La sfida 1:
Trascrivi dall'articolo sulla maratona di Londra il passo che parte dalle parole "Era stato annunciato" e si ferma dopo "là dell’ottavo posto.".
La sfida 2:
Rispondi alle domande seguenti in base all'articolo sulla maratona di Londra.
(a) In quale città è nato Kenenisa Bekele?
(b) Perché Bekele non ha preso parte alla gara?
(c) In quale posizione si è classificato Eliud Kipchoge?
La sfida 3:
Scrivi il seguito dell'articolo sulla maratona di Londra, cominciando dopo la sua ultima frase.

Dal Nostro Corrispondente Sportivo
Costantino Muscau
5 ottobre 2020
Era stata pronosticata come la maratona più veloce di sempre.
Era stato annunciato come l’evento atletico dell’anno.
Qualcuno si era spinto a parlare della sfida del secolo tra il kenyano Eliud Kipchoge, primatista del mondo, e l’etiope Kenenisa Bekele, il secondo maratoneta più veloce della storia.
Niente di tutto ciò è avvenuto alla Virgin Money London Marathon disputatasi ieri, domenica 4 ottobre, nel circuito chiuso intorno a St Jame’s Park nel centro della capitale britannica.
Kenenisa Bekele nato nel 1982 a Bekoji, città dei corridori (Etiopia centrale), non è neppure sceso in pista per un problema a una caviglia. A Berlino lo scorso anno aveva segnato il secondo miglior tempo della storia con 2h01’41”. A Londra si era piazzato terzo (2016) e secondo (2017) mentre nella sua ultima apparizione (2018) non era andato al di là dell’ottavo posto.
La stessa posizione in cui si è classificato ieri quello che viene considerato il più grande maratoneta di tutti i tempi: Eliud Kipchoge, classe 1984, di Kapsisiywa (Kenya), altra terra di runners. Di lui abbiamo scritto e di lui si sa tutto, perfino che si pulisce i gabinetti: campione olimpionico in carica, primatista mondiale grazie al 2h01’39” corso a Berlino nel 2018, vincitore a Londra nel 2015, 2016, 2018 e 2019 e unico ad aver corso sotto le 2 ore i 42.195 km (primato non omologato), ieri è miseramente naufragato, a due giri dal termine, sotto la pioggia battente.

[Record di annotazione con coordinate]
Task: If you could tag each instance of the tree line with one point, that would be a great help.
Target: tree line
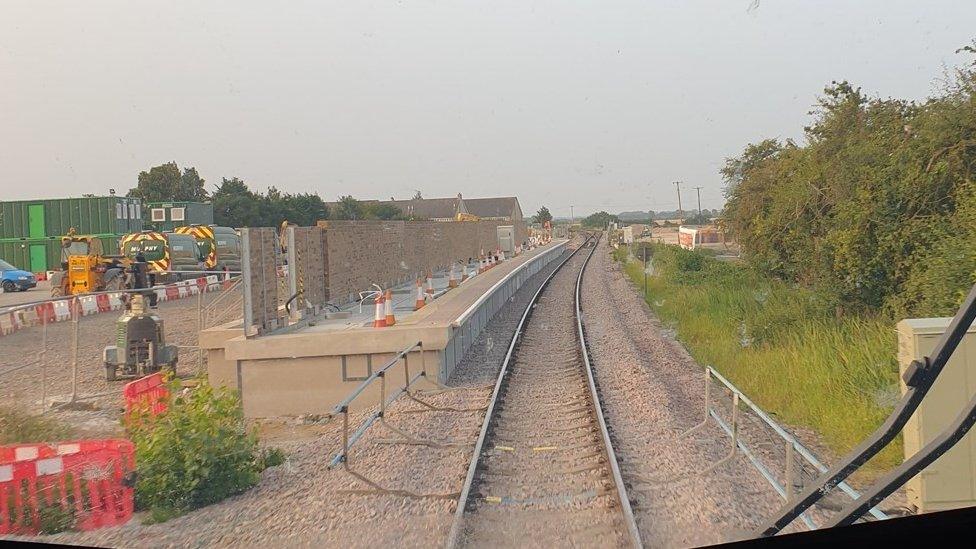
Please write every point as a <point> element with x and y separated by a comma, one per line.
<point>877,208</point>
<point>236,205</point>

Risultato 1:
Era stato annunciato come l’evento atletico dell’anno.
Qualcuno si era spinto a parlare della sfida del secolo tra il kenyano Eliud Kipchoge, primatista del mondo, e l’etiope Kenenisa Bekele, il secondo maratoneta più veloce della storia.
Niente di tutto ciò è avvenuto alla Virgin Money London Marathon disputatasi ieri, domenica 4 ottobre, nel circuito chiuso intorno a St Jame’s Park nel centro della capitale britannica.
Kenenisa Bekele nato nel 1982 a Bekoji, città dei corridori (Etiopia centrale), non è neppure sceso in pista per un problema a una caviglia. A Berlino lo scorso anno aveva segnato il secondo miglior tempo della storia con 2h01’41”. A Londra si era piazzato terzo (2016) e secondo (2017) mentre nella sua ultima apparizione (2018) non era andato al di là dell’ottavo posto.

Risultato 2:
(a) A Bekoji.
(b) Per un problema a una caviglia.
(c) All'ottavo posto.

Risultato 3:
“Un dio è caduto, anche lui è umano” hanno subito commentato molti esperti dopo la debacle di ieri, nonostante calzasse un nuovo super modello (super criticato, ma omologato) di scarpe detto Alphafly Next%. Una conferma che per vincere non esistono calzature magiche, dalla tecnologia estrema: occorrono gambe.
Molto umano, ma fortissimo, è invece apparso il vincitore Shura Kitata Tola, 24 anni, etiope. Ha coperto la distanza in 2h05’45”: appena un secondo di vantaggio sul kenyano Vincent Kipchumba, 30 anni, 4 secondi sul connazionale Sisay Lemma Kasaye, 30 anni.
Shura Kitata non è proprio uno qualunque: due anni fa era giunto secondo a New York e a Londra. Ora con uno sprint mozzafiato ce l’ha fatta a tagliare per primo il traguardo davanti a Buckingham Palace. Lasciandosi dietro uno stuolo di etiopi: il quarto, Mosinet Geremew, 28 anni, il quinto, Mule Washium, 27, il sesto, Tamira Tolat, 29, davanti ad altri due del Kenya (Benson Kipruto e appunto Kipchoge). Insomma il solito derby africano stavolta dominato da Addis Abeba. Per Nairobi consolazione in campo femminile: Brigid Jepchirchir Kosgei, 26 anni, detentrice del record mondiale, ha replicato il successo dello scorso anno e al terzo posto è arrivata Ruth Chepngetich, 26.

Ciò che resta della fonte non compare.